FRAGMENTO DE LECTURA:
= = =

En las últimas 48 horas en el centro de Buenos Aires algunos grupos de ciudadanas y ciudadanos argentinos se manifestaron –hicieron uso del derecho constitucional de “peticionar a las autoridades” y de la libertad de expresión de la que disponen como uno de los derechos humanos esenciales– para pedir que se ponga fin a los impedimentos para circular y trabajar libremente.
El encierro hace mella en todas y todos. No son pocas ni pocos los que categorizan la gestión gubernamental como una “infectocracia”. Incluso, ese neologismo –ingeniosa creación para interpelar a los líderes de la nada con más nada– es parte de una publicación rubricada por más de un centenar de intelectuales que, como muchas y muchos, reclaman poner fin al encierro. Un alto funcionario, luego de criticar a los que rompieron la cuarentena y a los que firmaron el documento mencionado por ejercer “cómodamente” el derecho a protestar fue más allá: “Queremos que se sepa que el coronavirus es democrático para infectarse, para expandirse, pero clasista cuando hay que contar los muertos” porque, argumentó, los fallecidos “en su gran mayoría son trabajadores de barrios populares” y, sugirió que así es más allá de las fronteras argentina porque “cuando vemos dónde están los muertos en Estados Unidos, Brasil y Europa vemos que están en barrios trabajadores y populares”. Sin comentarios.
El gobierno del presidente Alberto Fernández no encuentra la salida del “aislamiento social preventivo y obligatorio”, la pretensiosa forma oficial de llamar aquí –en el país de los eslóganes eufemísticos– a esta cuarentena que dejó de ser porque lleva 74 días y nada indica, en lo inmediato, que finalizará el 7 de junio próximo, como se anunció y como una buena parte del conjunto social lo desea. ¿Tiene sentido explicar que se extrañan los abrazos y los encuentros con los seres queridos, los amigos, las amigas? Seguramente, no. Pero, a la par de esas lejanías, también crecen las incertidumbres, las angustias y, sin dudas, las preocupaciones profundas por las nuevas carencias que se suponen transitorias y las de siempre que será preciso comenzar a resolver más allá de los discursos de campaña permanente que polucionan la gestión política, para que cada una de esas palabras salvíficas sirvan de paliativo y cambios reales para los sectores vulnerables.

= = =

DATOS PROPORCIONADOS:
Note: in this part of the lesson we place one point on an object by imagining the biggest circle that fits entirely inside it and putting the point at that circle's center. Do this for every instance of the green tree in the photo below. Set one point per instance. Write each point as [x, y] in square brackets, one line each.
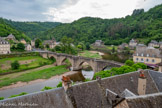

= = =

CONSIGNAS DEL EJERCICIO:
1. Transcriba del texto sobre la cuarentena en Argentina el pasaje que comienza con "En las últimas" y continúa hasta "y trabajar libremente.".
2. Traduzca al inglés la siguiente oración del texto sobre la cuarentena en Argentina: "El encierro hace mella en todas y todos."
3. Prosiga el texto sobre la cuarentena en Argentina a continuación de su última oración.

RESPUESTAS A CONSIGNAS:
1.
En las últimas 48 horas en el centro de Buenos Aires algunos grupos de ciudadanas y ciudadanos argentinos se manifestaron –hicieron uso del derecho constitucional de “peticionar a las autoridades” y de la libertad de expresión de la que disponen como uno de los derechos humanos esenciales– para pedir que se ponga fin a los impedimentos para circular y trabajar libremente.

2. The lockdown takes its toll on everyone.

3.
El qué será de trabajos y salarios, en los casos de los que lo tienen formalmente; la duda sobre volver a vender alguna cosa en cada jornada en trenes, subtes, colectivos, en la vía pública de aquellos que así consiguen unos pesos para sobrevivir en la más absoluta informalidad; los interrogantes sobre la salud futura y la de hoy, por mencionar solo algunas de las nuevas incertidumbres que se incorporaron a las siempre inquietantes incertidumbres basales, como las categorizan desde la psicología. En los últimos días el epicentro de la pandemia en el orden local se localiza en el AMBA (Área Metropolitana Buenos Aires), territorio en el que se integran la capital argentina y los 19 municipios bonaerenses que la circundan. En ese megaespacio urbano donde se estima habitan cerca de 15 millones de personas, con enormes carencias y déficits ambientales de todo tipo, ha devenido en área crítica en el que los más y menos favorecidos por igual reclaman la apertura porque “ya no se aguanta el encierro”. La comunicación gubernamental tampoco está preparada para dar respuestas adecuadas y en línea con las angustias sociales que demanda la pandemia.
Daniel Prieto Castillo, un grande latinoamericano de la comunicación para el desarrollo en Latinoamérica, integrante del claustro docente de la Universidad Nacional de Cuyo, con sabiduría de vida, enfáticamente advertía que “la comunicación no es una política en sí misma. Antes de ella, tiene que haber políticas”.